> _Directions for this task_
Please count how many lines in the records below contain the word "blurred". Reply with only that number.

Photo object pointing records
* * *

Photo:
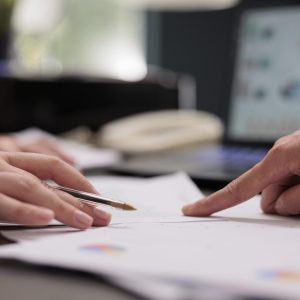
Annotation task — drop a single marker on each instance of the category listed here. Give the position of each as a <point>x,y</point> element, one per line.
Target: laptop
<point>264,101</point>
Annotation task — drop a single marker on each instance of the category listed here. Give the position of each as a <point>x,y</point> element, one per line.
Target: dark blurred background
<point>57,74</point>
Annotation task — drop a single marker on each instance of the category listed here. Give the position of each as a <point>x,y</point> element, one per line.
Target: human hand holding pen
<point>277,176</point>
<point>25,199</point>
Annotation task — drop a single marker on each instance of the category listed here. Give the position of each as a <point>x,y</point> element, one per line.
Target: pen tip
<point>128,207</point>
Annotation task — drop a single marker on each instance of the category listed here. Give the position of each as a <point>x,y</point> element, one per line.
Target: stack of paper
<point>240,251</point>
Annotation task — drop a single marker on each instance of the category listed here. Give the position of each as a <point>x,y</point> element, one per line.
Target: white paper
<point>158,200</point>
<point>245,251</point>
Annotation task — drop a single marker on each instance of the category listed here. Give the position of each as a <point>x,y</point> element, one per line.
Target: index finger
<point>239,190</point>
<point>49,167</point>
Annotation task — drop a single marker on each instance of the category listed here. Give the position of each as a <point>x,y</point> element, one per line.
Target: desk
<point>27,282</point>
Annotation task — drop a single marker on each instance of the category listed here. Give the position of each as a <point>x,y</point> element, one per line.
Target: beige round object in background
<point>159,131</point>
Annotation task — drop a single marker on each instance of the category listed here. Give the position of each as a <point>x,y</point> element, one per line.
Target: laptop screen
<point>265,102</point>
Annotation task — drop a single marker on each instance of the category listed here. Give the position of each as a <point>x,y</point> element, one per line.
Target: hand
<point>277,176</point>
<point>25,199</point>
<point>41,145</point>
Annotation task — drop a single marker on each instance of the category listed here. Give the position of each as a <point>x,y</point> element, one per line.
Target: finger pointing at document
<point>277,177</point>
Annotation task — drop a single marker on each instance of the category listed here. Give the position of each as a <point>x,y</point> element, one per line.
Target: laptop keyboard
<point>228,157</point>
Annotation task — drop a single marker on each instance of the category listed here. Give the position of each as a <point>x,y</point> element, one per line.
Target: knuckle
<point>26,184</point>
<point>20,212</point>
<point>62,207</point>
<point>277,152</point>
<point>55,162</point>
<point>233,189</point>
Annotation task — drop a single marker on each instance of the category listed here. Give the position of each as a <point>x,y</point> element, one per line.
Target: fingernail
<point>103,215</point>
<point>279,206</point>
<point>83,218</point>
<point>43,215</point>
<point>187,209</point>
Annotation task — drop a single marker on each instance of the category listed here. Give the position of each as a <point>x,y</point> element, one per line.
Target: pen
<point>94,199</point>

* * *

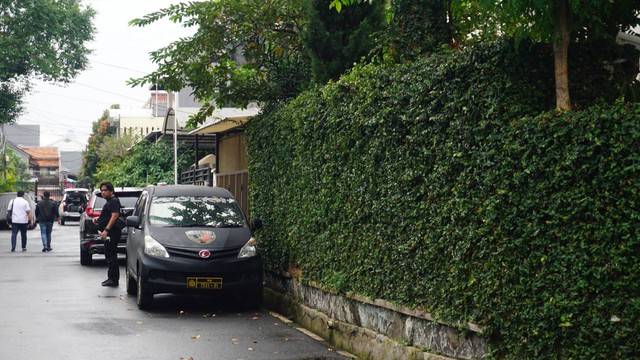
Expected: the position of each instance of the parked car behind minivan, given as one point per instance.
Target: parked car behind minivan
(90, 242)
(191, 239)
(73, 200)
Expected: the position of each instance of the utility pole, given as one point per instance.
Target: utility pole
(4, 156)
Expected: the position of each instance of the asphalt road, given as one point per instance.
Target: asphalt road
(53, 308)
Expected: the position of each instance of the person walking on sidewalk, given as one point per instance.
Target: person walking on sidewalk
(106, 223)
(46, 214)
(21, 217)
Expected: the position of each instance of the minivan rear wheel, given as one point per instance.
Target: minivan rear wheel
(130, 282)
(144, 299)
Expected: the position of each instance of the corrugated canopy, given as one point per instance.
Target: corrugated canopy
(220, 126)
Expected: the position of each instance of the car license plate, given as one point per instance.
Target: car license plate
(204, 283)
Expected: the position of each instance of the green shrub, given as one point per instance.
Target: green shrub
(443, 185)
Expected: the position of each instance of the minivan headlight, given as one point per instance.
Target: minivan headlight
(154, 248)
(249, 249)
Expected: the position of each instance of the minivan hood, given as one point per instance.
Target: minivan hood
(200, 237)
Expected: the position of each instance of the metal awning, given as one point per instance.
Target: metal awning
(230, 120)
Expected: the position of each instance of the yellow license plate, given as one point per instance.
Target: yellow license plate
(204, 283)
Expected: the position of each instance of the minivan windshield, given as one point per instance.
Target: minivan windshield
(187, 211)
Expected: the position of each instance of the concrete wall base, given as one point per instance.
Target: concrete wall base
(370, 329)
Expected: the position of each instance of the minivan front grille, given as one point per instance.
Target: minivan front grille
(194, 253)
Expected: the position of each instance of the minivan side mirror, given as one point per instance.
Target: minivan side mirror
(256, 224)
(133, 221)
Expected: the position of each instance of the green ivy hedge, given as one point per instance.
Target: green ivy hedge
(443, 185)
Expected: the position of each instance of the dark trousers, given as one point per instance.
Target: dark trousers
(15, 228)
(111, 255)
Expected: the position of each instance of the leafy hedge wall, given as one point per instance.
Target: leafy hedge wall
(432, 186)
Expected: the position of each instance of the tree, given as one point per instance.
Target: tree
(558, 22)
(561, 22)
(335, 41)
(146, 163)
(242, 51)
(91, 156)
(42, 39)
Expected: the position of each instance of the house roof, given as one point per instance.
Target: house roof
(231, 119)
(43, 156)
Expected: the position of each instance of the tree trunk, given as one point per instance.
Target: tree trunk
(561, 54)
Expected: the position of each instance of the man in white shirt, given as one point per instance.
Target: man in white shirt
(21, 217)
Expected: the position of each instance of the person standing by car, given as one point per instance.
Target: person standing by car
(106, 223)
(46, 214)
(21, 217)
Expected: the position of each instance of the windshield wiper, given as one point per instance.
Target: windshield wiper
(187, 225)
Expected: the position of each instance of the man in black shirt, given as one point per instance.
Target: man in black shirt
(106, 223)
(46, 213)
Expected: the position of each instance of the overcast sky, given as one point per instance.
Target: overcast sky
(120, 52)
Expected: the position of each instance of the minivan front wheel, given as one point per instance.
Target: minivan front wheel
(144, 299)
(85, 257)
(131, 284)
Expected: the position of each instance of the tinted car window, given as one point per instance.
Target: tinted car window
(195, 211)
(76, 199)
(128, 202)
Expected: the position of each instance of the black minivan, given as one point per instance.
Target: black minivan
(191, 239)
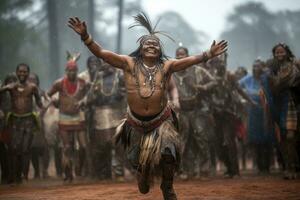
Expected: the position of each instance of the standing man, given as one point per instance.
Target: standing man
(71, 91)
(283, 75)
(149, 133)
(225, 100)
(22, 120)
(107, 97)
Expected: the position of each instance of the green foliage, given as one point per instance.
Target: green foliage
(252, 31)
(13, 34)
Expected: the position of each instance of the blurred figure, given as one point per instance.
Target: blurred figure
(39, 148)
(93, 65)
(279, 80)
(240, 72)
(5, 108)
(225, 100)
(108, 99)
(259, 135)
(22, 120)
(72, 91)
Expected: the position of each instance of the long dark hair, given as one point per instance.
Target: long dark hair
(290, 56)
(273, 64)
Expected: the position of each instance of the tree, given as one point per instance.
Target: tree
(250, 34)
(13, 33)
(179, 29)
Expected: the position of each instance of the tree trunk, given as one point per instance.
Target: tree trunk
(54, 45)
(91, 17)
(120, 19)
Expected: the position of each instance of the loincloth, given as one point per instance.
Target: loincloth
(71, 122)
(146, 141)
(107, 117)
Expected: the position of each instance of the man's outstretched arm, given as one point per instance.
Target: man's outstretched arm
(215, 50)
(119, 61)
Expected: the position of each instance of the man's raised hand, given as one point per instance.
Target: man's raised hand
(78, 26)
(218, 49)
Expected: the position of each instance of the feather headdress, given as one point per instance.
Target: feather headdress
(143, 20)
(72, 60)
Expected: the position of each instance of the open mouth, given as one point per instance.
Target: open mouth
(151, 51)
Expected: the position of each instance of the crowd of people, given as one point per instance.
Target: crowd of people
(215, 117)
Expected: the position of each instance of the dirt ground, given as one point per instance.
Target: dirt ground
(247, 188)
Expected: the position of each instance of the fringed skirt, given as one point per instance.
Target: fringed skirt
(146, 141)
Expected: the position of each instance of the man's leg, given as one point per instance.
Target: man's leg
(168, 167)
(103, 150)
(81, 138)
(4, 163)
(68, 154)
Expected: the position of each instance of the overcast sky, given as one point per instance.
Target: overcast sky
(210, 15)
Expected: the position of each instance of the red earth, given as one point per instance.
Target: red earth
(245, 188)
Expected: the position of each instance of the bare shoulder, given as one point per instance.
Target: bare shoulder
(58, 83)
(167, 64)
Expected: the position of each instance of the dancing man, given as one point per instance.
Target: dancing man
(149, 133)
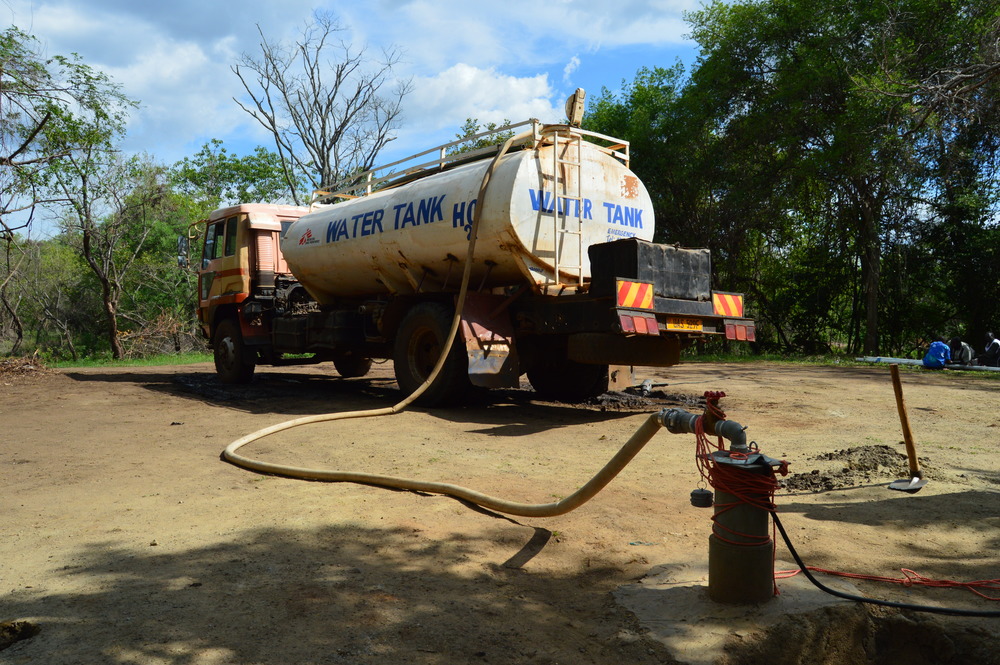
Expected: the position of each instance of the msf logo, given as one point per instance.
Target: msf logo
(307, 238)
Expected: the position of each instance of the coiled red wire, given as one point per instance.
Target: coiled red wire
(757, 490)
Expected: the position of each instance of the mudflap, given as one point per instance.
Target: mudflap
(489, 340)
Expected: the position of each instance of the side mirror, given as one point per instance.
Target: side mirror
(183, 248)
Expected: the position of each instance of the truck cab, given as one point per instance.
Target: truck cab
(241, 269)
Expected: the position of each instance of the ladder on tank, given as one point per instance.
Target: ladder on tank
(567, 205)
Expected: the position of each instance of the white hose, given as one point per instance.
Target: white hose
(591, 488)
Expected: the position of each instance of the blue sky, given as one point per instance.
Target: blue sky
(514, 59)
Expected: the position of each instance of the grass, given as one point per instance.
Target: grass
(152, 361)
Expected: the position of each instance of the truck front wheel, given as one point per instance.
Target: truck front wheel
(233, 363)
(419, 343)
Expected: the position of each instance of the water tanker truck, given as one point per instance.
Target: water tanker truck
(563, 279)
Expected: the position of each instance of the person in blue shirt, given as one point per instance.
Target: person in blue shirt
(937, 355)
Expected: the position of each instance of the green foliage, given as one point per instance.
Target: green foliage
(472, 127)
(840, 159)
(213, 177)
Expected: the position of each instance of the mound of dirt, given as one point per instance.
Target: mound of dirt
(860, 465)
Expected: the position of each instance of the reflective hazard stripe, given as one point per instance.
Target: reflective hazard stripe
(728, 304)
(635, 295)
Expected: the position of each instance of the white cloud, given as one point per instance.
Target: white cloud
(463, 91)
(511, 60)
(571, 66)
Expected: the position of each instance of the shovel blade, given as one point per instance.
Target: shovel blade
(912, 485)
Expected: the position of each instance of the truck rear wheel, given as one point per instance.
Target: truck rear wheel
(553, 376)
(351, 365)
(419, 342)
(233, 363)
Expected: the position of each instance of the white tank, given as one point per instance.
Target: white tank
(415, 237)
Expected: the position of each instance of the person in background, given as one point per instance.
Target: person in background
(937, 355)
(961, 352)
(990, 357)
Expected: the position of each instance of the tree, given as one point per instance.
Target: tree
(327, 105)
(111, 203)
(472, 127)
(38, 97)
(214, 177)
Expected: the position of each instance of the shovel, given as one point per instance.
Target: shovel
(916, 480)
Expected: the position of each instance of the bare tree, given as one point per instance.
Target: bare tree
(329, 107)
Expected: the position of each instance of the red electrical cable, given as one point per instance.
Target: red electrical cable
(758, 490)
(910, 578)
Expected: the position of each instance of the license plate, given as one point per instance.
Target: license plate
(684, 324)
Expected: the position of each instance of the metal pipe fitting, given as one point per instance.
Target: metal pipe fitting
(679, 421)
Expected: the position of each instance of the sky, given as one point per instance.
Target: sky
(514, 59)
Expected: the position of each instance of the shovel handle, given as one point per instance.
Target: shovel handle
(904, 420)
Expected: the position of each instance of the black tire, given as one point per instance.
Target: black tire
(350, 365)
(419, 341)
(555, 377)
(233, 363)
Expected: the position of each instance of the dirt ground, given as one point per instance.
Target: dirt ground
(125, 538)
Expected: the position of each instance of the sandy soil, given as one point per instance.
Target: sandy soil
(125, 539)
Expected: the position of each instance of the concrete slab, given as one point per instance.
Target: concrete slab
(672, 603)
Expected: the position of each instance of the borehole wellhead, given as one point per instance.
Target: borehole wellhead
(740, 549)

* * *

> _Task result_
3